Forust

A 2009 Summer Project By Neil C. Obremski

Disclaimer

This document intends to provide a structure to the labor involved as well as an explanation of the project, its parts, and its stages.  You might find aspects of the writing common sense or terribly tedious, because it is written from me to me.  Here I lay the law to train my tenacious tendency to meander into a focused force of freethinking.

Introduction

Forust is a website fostering web page creation and development through simplistic input controls, strong URL permanence, and clean XHTML output.
Something more action-based?
Anyone can go to forust.com, type stuff in a box, upload some file, and click a button to publish it for everyone to see and append to.
Here are the three critical points which every piece will encourage and reinforce. I wrote them at the start of 2009:

  1. Anonymous-Friendly
  2. Comments are Content
  3. Pictures with Captions

It is my hope to use it for favorably, and for the long-term, extending the world wide web.

Delivering a synopsis on a seemingly simple web development excursion is not as easy as it sounds, but giving a passerby overview is important if not horribly painful.  When I originally came up with the idea, it hit me like a lightning bolt in the middle of the night.  Articulating it later made apparent its distressing similarity to existing services.  Fuck it, I say, call it a "CMS" because it (and everything else) is in a way.

Rules

These aren't guidelines, these are the law!  They apply for the duration of the schedule.

  • 10 work weeks for approximately one minor version increase per week (0.0 to 1.0).
  • 10 feature stages to parallel the week-based schedule.
  • Technology: PHP 5 (server-side code), MySQL 5 (caching), S3 (permanent storage), MediaTemple (hosting), XHTML Strict (output)
  • No stage longer than a week.
  • Public-visible file extension: "html"
  • Design for Chrome (webkit), FireFox (gecko), and Kindle (limited/pda).
  • Subversion for version control; use neilstuff repository on Google Code.
  • Google Code for all issue tracking.
  • Avoid other product comparisons in documentation; let people draw their own conclusions.

Technological cornerstones include ...

  • URL permanence.
  • Unicode everywhere.
  • No CAPTCHA's.
  • Web site is an API service.

Non-goals / future features ...

  • Testing (ouch, but that's why I'm considering this an alpha).
  • Theme, logo (+favico), and CSS sugar.
  • Monetization of any kind.
  • Upload proxy (versus direct-upload to S3).
  • Translation (automated, or otherwise).
  • Optimization, compression, etc.  No clever text algorithms, gzipping, etc.  It's possible I'll add caching because it'll be necessary.
  • Legalese (privacy policy, terms of service, etc.)

No Internet Explorer

Internet Explorer is notoriously bad about XHTML; Microsoft is competing against itself, divided into three: IE6, IE7, and now IE8.  Researching browser statistics gave me a nasty shock, IE6 is nowhere near gone.  IE7 and IE6 are still head to head at the lead, and I have no reason to believe IE8 will change this significantly.  FireFox has about 20% penetration which isn't great, but it's not bad.

§ **DATASET ROWS**
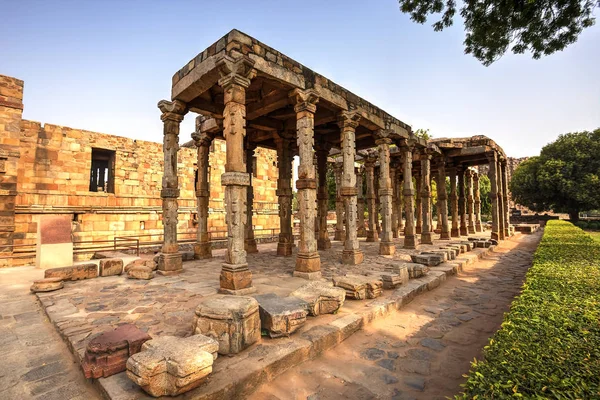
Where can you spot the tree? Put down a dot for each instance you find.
(541, 27)
(564, 178)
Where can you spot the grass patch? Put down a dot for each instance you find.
(549, 343)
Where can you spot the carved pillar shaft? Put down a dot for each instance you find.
(308, 262)
(172, 114)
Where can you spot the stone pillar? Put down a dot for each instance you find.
(443, 201)
(348, 122)
(340, 233)
(284, 195)
(470, 202)
(236, 75)
(454, 231)
(203, 247)
(172, 114)
(477, 196)
(249, 241)
(308, 262)
(462, 204)
(372, 235)
(408, 194)
(493, 164)
(362, 231)
(426, 197)
(505, 199)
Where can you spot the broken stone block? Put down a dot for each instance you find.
(322, 297)
(140, 272)
(46, 285)
(170, 366)
(281, 316)
(233, 321)
(359, 287)
(111, 266)
(107, 354)
(73, 273)
(431, 260)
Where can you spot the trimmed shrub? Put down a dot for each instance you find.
(549, 343)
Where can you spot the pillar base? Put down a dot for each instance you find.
(323, 244)
(202, 250)
(234, 278)
(284, 249)
(410, 242)
(387, 248)
(352, 257)
(170, 263)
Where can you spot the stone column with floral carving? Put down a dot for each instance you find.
(308, 262)
(348, 122)
(236, 76)
(170, 262)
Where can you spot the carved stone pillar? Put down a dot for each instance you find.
(308, 262)
(249, 241)
(426, 198)
(454, 231)
(172, 114)
(470, 202)
(462, 203)
(409, 228)
(322, 149)
(477, 197)
(284, 195)
(505, 203)
(340, 233)
(203, 247)
(372, 235)
(348, 122)
(493, 164)
(235, 277)
(362, 231)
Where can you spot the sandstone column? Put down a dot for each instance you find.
(362, 232)
(249, 241)
(322, 149)
(477, 195)
(284, 195)
(372, 235)
(408, 194)
(172, 114)
(494, 194)
(348, 122)
(426, 197)
(470, 202)
(308, 262)
(236, 75)
(203, 247)
(340, 233)
(462, 204)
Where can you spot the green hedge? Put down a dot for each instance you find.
(549, 343)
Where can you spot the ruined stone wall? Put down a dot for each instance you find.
(47, 171)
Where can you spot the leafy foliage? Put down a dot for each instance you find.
(564, 178)
(549, 343)
(492, 27)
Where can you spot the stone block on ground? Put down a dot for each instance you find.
(322, 297)
(170, 366)
(46, 285)
(107, 353)
(233, 321)
(111, 266)
(281, 316)
(73, 273)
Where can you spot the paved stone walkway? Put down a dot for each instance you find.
(422, 350)
(35, 362)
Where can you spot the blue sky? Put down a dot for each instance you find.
(103, 65)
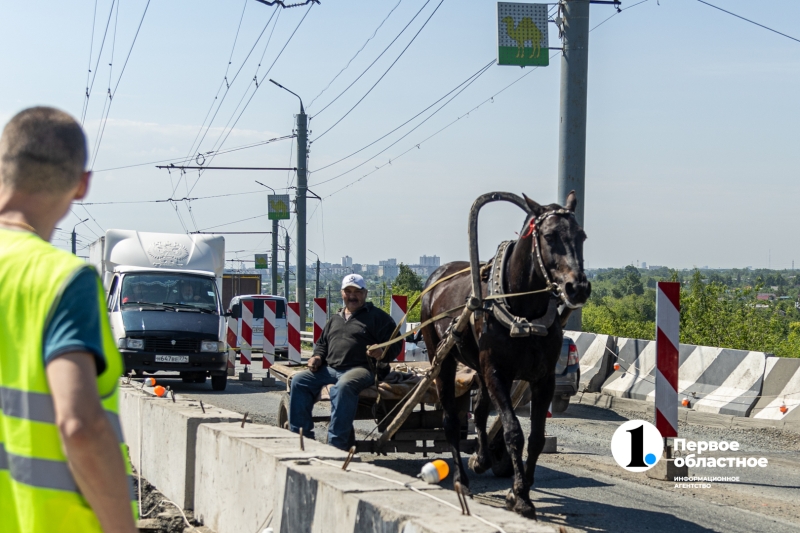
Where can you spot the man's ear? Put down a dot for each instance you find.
(83, 186)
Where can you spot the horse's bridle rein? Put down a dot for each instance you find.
(537, 252)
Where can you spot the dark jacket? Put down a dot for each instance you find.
(343, 343)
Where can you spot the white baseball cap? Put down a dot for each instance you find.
(353, 280)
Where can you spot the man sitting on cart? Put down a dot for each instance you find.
(341, 359)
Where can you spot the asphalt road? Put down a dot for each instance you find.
(583, 489)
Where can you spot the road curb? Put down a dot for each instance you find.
(686, 416)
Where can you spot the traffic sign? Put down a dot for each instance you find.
(522, 34)
(278, 206)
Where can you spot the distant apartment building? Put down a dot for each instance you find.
(430, 260)
(388, 272)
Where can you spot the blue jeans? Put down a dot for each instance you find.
(347, 385)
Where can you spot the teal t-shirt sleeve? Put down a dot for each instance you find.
(75, 324)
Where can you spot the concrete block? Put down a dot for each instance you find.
(709, 419)
(167, 432)
(627, 404)
(665, 470)
(550, 444)
(252, 478)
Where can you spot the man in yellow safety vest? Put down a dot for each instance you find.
(62, 467)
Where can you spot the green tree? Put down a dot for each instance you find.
(406, 280)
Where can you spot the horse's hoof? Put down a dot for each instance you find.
(520, 506)
(475, 465)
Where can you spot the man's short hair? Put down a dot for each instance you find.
(42, 149)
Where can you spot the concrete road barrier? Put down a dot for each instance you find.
(781, 387)
(714, 380)
(168, 437)
(241, 479)
(251, 478)
(597, 357)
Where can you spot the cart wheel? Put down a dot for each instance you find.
(219, 382)
(501, 460)
(283, 411)
(560, 404)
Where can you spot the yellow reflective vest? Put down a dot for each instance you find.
(37, 490)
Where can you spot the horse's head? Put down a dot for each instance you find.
(558, 249)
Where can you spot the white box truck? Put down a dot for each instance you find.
(163, 299)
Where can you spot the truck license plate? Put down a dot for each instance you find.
(172, 358)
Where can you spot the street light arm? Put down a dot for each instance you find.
(267, 186)
(288, 91)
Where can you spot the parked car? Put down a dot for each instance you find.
(568, 375)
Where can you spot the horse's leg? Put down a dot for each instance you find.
(541, 395)
(481, 460)
(518, 498)
(452, 425)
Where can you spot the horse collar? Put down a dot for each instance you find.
(517, 326)
(537, 252)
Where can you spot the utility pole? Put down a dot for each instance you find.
(300, 202)
(274, 258)
(302, 186)
(286, 269)
(572, 128)
(75, 237)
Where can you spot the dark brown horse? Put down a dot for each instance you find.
(498, 357)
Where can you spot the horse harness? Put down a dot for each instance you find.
(499, 306)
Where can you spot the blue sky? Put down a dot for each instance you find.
(692, 144)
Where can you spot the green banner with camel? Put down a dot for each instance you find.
(522, 34)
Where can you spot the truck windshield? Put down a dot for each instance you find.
(168, 289)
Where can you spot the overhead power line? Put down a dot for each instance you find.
(199, 157)
(384, 74)
(478, 73)
(119, 79)
(258, 84)
(176, 199)
(227, 85)
(750, 21)
(99, 55)
(356, 54)
(375, 60)
(419, 144)
(409, 132)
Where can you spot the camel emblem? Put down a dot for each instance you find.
(526, 30)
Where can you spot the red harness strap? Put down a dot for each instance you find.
(531, 229)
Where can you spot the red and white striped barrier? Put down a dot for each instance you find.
(397, 311)
(668, 319)
(320, 317)
(293, 327)
(268, 348)
(232, 338)
(247, 332)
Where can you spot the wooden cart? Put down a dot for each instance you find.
(421, 432)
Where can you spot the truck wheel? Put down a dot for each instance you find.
(219, 382)
(560, 404)
(283, 411)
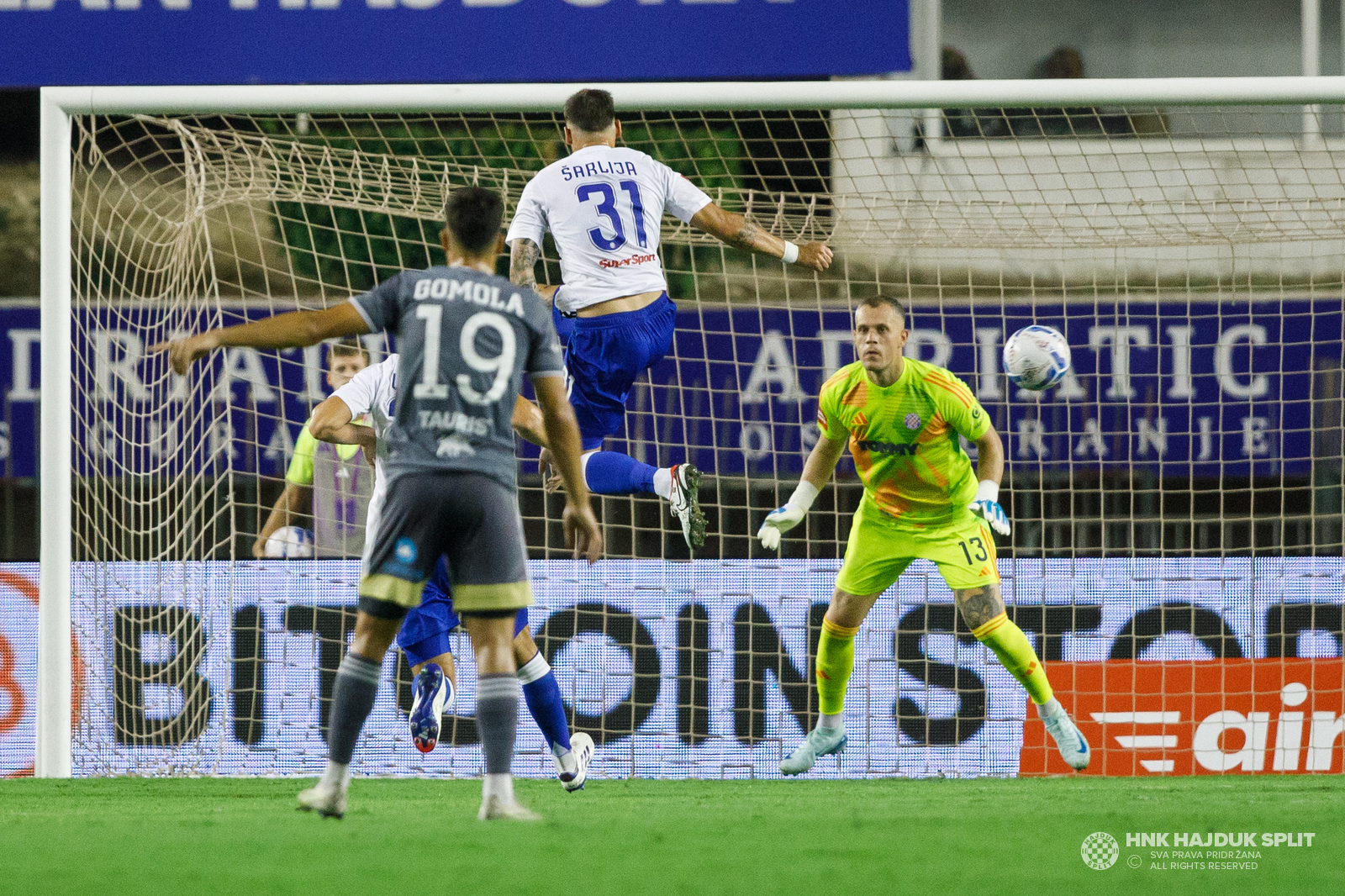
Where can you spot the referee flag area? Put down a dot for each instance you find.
(242, 835)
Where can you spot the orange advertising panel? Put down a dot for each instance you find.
(1232, 716)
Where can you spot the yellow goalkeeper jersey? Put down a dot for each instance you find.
(905, 439)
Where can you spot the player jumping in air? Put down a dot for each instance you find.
(603, 206)
(466, 340)
(424, 635)
(901, 419)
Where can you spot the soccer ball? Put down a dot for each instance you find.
(291, 542)
(1036, 356)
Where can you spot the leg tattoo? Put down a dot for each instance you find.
(979, 606)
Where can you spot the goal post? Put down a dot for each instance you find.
(920, 233)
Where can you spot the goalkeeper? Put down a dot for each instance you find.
(901, 419)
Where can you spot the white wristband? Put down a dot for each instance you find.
(804, 495)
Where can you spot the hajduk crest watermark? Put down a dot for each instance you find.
(1100, 851)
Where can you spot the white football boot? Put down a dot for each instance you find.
(327, 801)
(820, 741)
(685, 503)
(582, 747)
(1069, 741)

§ **YOUR TASKS**
[a] From the Forust project description, write out the stretch from "A 2009 Summer" through "force of freethinking." word for word.
[b] Count the lines in the listing that contain the string "dark", and give only the number.

§ **RESULTS**
[a]
A 2009 Summer Project By Neil C. Obremski

Disclaimer

This document intends to provide a structure to the labor involved as well as an explanation of the project, its parts, and its stages.  You might find aspects of the writing common sense or terribly tedious, because it is written from me to me.  Here I lay the law to train my tenacious tendency to meander into a focused force of freethinking.

[b] 2